▶ Your task:
In the items below, copy word for word the lines beginning with the line containing "Point to one spot on every instance of the man's ear" and continuing through the line containing "[(357, 83)]", including both of those lines.

— Begin Dataset records —

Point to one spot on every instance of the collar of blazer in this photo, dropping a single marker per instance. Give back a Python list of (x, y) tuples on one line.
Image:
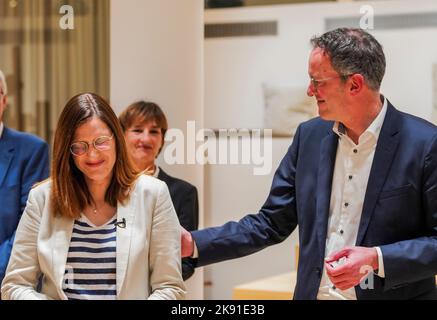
[(62, 236), (6, 153)]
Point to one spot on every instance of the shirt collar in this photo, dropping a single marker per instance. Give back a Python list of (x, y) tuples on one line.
[(156, 173), (374, 128)]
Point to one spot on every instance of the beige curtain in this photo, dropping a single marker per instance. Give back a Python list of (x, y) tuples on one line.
[(46, 65)]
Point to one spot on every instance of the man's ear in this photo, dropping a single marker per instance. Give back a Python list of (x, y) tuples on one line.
[(357, 83)]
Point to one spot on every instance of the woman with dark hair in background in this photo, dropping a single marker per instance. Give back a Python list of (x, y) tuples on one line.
[(144, 125), (97, 229)]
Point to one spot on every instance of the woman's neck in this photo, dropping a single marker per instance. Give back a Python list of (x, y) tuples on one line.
[(98, 190)]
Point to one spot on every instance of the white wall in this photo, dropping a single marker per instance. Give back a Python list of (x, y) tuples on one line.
[(157, 54), (235, 69)]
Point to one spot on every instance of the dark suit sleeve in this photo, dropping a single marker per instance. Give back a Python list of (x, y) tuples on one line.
[(188, 214), (271, 225), (36, 170), (416, 259)]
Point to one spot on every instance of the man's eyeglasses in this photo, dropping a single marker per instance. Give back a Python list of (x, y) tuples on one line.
[(102, 143), (317, 82)]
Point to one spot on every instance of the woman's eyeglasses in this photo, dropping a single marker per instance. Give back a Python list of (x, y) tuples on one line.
[(102, 143)]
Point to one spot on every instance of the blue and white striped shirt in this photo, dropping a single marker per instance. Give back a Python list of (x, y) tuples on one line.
[(90, 272)]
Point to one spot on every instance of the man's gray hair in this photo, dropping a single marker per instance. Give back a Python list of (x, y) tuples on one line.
[(3, 84), (353, 50)]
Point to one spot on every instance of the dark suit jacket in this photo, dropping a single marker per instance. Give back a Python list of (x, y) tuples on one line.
[(399, 213), (185, 202), (24, 160)]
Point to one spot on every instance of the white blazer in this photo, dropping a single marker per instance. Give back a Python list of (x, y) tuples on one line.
[(148, 249)]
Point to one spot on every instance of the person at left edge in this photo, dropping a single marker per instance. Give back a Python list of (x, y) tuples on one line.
[(97, 229), (24, 161)]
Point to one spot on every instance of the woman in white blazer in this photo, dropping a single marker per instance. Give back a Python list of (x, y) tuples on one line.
[(97, 229)]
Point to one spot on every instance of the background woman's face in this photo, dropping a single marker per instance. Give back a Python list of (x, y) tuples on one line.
[(96, 165), (144, 140)]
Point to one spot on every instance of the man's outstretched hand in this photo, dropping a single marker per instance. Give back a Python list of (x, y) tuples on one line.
[(356, 262), (187, 243)]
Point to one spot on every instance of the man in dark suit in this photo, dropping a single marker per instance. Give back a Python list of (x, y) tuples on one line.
[(23, 162), (360, 181), (186, 204)]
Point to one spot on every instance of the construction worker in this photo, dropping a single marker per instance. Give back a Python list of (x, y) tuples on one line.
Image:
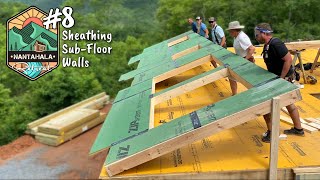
[(217, 33), (243, 47), (193, 25), (278, 61), (202, 29)]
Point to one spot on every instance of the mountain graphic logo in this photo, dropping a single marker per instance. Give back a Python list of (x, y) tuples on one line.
[(32, 50)]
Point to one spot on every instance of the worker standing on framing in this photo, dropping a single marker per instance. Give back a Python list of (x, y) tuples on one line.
[(193, 25), (243, 47), (278, 61), (217, 35), (202, 29)]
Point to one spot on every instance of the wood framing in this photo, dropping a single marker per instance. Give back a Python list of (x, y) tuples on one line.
[(135, 141), (181, 69), (307, 128), (274, 146), (315, 62), (172, 43), (303, 45), (200, 133), (184, 88), (185, 52)]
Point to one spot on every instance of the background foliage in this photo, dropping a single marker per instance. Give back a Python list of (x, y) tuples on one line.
[(135, 25)]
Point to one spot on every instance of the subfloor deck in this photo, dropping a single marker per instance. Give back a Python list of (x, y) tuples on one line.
[(237, 152)]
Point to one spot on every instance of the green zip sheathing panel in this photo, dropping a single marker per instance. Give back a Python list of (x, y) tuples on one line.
[(126, 126), (133, 90), (206, 115), (158, 55), (129, 100), (175, 64), (126, 119), (189, 80), (160, 60)]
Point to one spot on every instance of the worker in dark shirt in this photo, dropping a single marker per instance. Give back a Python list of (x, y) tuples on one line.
[(278, 61), (193, 25)]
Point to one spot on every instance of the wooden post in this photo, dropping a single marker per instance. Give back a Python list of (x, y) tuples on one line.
[(274, 145), (302, 68), (315, 61)]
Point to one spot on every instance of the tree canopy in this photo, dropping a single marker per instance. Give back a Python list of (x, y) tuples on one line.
[(135, 25)]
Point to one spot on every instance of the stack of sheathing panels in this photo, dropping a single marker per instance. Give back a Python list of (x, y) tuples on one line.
[(66, 124), (126, 132)]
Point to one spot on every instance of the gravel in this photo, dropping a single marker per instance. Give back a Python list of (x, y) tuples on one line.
[(30, 167)]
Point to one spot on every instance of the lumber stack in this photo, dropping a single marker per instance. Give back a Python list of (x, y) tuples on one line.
[(68, 123)]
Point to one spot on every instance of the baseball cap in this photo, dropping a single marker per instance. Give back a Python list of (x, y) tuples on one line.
[(212, 19)]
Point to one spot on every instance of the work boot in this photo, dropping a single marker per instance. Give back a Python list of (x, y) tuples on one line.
[(294, 131), (266, 137)]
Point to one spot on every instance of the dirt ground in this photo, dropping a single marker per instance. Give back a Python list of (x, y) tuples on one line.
[(73, 153)]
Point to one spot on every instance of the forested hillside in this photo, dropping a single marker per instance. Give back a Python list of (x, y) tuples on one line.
[(135, 25)]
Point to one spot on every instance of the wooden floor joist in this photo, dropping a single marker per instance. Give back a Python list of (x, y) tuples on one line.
[(133, 143), (167, 146)]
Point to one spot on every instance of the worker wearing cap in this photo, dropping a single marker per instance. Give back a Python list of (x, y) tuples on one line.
[(278, 61), (218, 36), (193, 25), (202, 28), (243, 47)]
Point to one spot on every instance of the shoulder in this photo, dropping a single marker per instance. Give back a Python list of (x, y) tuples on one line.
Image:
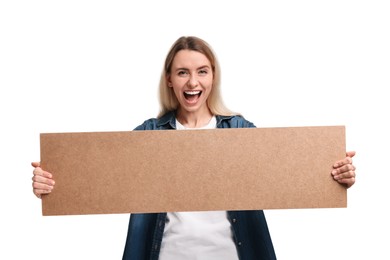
[(235, 121), (149, 124), (167, 121)]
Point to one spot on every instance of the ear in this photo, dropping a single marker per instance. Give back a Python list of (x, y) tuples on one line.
[(169, 83)]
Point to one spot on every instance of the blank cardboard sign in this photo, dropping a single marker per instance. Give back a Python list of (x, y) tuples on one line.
[(199, 170)]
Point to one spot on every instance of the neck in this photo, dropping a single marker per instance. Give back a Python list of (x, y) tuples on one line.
[(194, 119)]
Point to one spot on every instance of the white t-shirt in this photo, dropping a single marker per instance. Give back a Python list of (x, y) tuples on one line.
[(198, 235)]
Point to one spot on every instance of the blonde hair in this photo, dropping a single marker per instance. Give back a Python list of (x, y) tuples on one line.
[(168, 100)]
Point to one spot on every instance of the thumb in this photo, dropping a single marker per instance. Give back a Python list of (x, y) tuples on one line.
[(35, 164)]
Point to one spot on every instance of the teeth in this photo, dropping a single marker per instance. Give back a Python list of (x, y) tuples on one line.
[(192, 92)]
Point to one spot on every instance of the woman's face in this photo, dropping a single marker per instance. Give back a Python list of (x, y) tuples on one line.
[(191, 79)]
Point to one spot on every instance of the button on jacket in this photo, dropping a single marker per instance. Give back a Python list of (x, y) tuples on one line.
[(250, 230)]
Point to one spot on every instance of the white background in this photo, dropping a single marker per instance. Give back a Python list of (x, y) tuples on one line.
[(95, 66)]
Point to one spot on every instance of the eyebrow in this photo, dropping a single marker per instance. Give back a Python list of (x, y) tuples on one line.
[(201, 67)]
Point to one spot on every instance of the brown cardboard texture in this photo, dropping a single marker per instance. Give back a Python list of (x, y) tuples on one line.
[(199, 170)]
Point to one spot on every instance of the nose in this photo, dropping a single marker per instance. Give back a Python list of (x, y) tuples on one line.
[(193, 81)]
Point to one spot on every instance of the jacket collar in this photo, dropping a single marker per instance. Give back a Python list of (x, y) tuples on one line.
[(169, 119)]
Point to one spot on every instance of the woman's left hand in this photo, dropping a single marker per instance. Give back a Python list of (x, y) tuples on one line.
[(344, 171)]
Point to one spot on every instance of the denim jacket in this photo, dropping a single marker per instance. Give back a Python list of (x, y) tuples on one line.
[(250, 230)]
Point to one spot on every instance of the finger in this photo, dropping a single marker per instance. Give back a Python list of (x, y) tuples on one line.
[(36, 164), (350, 154), (345, 161), (343, 169), (38, 171), (39, 192), (42, 186), (348, 182), (43, 180)]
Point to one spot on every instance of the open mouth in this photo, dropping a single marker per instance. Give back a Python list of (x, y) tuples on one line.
[(192, 96)]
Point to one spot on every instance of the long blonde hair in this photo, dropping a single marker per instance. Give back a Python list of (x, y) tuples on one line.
[(168, 100)]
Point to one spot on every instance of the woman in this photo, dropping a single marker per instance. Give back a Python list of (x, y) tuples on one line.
[(190, 99)]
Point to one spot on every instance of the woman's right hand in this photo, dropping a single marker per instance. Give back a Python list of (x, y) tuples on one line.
[(43, 182)]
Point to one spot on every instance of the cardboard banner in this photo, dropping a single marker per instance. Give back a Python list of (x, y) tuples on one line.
[(198, 170)]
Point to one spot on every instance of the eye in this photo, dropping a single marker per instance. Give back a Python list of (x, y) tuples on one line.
[(182, 72), (203, 71)]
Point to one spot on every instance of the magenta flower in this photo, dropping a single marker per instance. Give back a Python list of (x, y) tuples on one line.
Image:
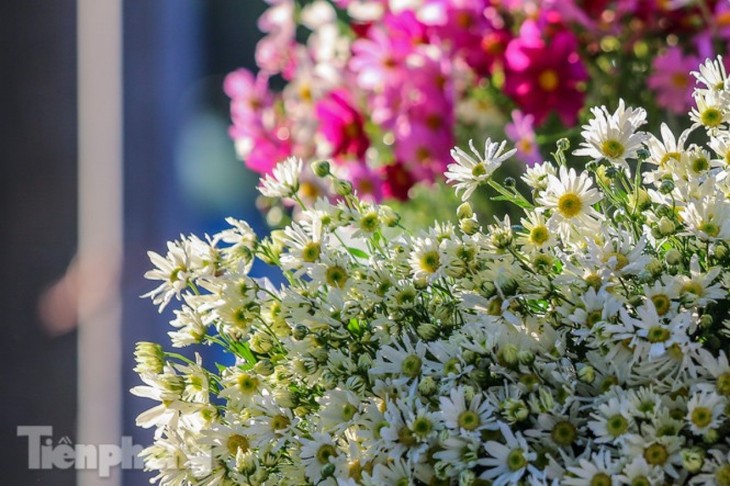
[(542, 76), (464, 29), (377, 61), (671, 80), (397, 181), (522, 133), (261, 149), (366, 181), (342, 125)]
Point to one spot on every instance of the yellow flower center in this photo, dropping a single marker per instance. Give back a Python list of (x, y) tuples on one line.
[(310, 252), (657, 334), (617, 425), (237, 442), (700, 164), (723, 384), (539, 235), (564, 433), (430, 261), (479, 170), (516, 460), (601, 479), (569, 205), (661, 303), (711, 117), (668, 156), (612, 149), (324, 453), (701, 417), (656, 455), (248, 384), (411, 366), (469, 420), (336, 276)]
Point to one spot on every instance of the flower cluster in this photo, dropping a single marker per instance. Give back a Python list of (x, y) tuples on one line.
[(586, 345), (385, 88)]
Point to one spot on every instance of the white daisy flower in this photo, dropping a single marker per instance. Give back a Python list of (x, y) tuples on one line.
[(470, 171), (283, 181), (613, 136), (318, 452), (711, 111), (638, 471), (597, 471), (570, 197), (509, 461), (539, 237), (704, 411), (459, 416), (537, 176), (174, 270), (712, 74)]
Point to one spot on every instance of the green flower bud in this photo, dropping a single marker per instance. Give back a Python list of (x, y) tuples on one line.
[(427, 386), (692, 459), (264, 367), (469, 226), (427, 331), (706, 321), (654, 266), (711, 436), (666, 226), (300, 332), (666, 186), (342, 188), (673, 257), (149, 357), (328, 470), (525, 356), (464, 211), (321, 168), (389, 217), (508, 354), (587, 374)]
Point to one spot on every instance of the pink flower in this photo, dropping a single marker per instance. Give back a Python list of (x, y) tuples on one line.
[(424, 147), (671, 79), (522, 133), (377, 61), (342, 125), (398, 181), (462, 27), (366, 181), (249, 94), (261, 149), (542, 76)]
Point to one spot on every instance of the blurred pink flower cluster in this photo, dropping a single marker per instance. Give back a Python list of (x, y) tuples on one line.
[(383, 87)]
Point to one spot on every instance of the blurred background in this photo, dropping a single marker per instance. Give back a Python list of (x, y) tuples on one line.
[(69, 159)]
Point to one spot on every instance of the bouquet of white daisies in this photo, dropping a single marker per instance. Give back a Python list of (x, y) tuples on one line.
[(585, 344)]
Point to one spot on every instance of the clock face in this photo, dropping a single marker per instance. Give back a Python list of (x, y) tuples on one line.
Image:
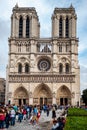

— End Dataset records —

▶ Result of this exercise:
Point to one spot on every instance of the man's ear in this photo, dropping a single marker per instance. Give back a Python list of (x, y) tuples on one line.
[(357, 83)]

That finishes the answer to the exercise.